> **Problem description**:
Reproduce exactly the line that includes "RULE: spot every" and all lines after it, ending with the last line of the data.
(Exercise material begins)
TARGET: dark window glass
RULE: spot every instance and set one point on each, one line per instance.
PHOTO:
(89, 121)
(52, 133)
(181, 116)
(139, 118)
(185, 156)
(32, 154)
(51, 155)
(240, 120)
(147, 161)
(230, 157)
(Exercise material ends)
> **Exercise output**:
RULE: spot every instance and set one point on each, one line per instance.
PHOTO:
(89, 121)
(52, 133)
(181, 116)
(139, 118)
(185, 156)
(32, 154)
(51, 155)
(240, 120)
(147, 161)
(230, 157)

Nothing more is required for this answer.